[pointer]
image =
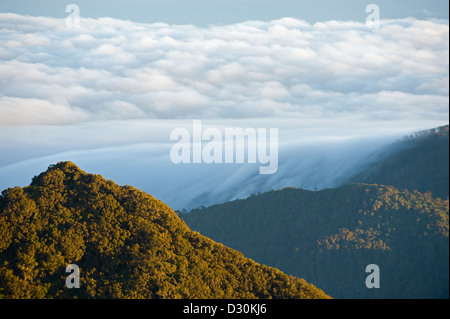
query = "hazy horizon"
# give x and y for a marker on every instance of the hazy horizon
(106, 95)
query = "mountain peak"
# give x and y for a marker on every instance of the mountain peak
(126, 243)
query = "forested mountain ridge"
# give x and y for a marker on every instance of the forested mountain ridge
(330, 236)
(419, 161)
(126, 243)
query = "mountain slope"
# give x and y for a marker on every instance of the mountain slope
(419, 161)
(330, 236)
(126, 243)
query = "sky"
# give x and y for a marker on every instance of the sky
(107, 94)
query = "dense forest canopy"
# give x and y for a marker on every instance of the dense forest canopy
(330, 236)
(126, 243)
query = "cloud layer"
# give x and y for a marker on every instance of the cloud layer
(111, 69)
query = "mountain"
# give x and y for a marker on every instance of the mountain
(330, 236)
(419, 161)
(126, 244)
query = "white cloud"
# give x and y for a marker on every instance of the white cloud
(283, 68)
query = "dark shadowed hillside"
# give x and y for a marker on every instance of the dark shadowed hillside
(126, 243)
(419, 161)
(330, 236)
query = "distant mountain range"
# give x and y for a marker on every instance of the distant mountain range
(126, 244)
(330, 236)
(394, 213)
(419, 161)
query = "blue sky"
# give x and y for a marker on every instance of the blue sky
(204, 12)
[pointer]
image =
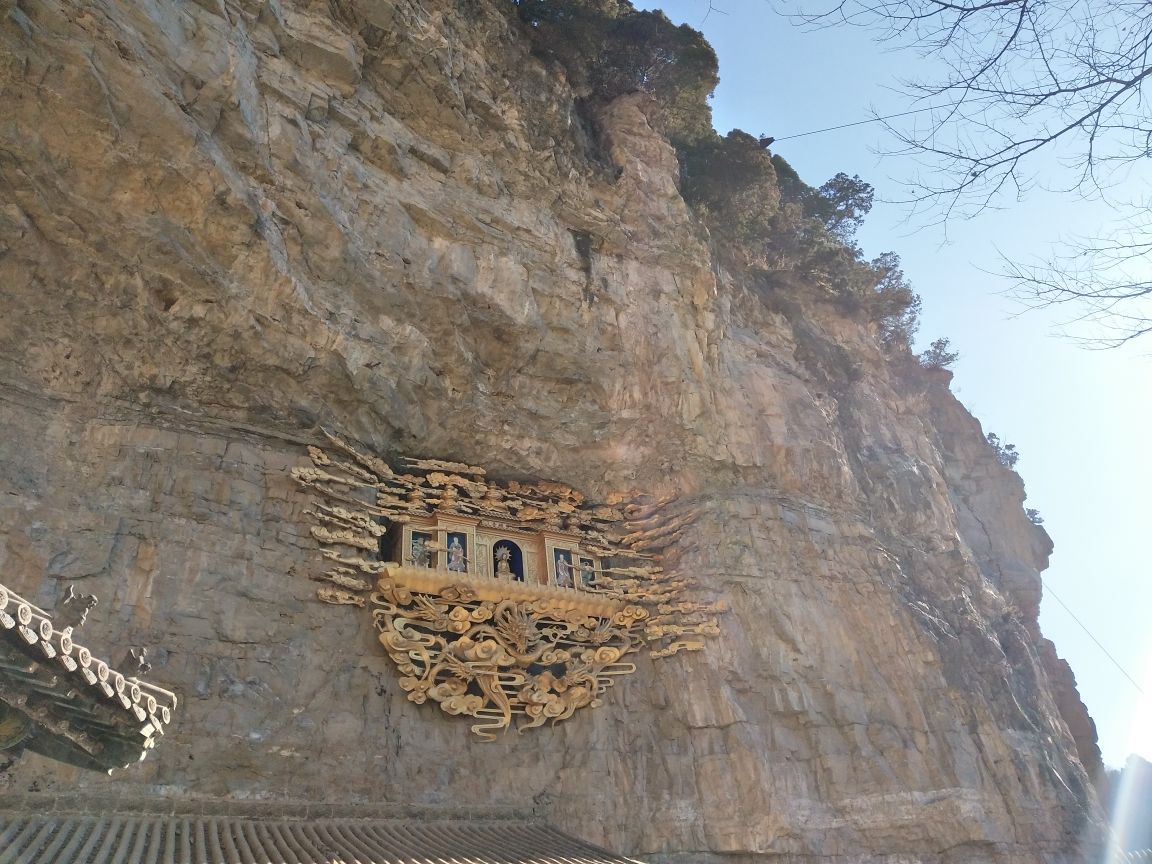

________________________________________

> _Work required_: Among the lines of the data above, find those with the word "query" and show them.

> _Result below_:
query = "hazy horizon"
query = "mountain peak"
query = "forested mountain ridge"
query = "mountain slope"
query = "sky"
query = "dense forest canopy"
query = "cloud layer"
query = "mountain"
query = "white cloud"
query = "dark shadowed hillside"
query = "distant mountain range"
query = "blue sky"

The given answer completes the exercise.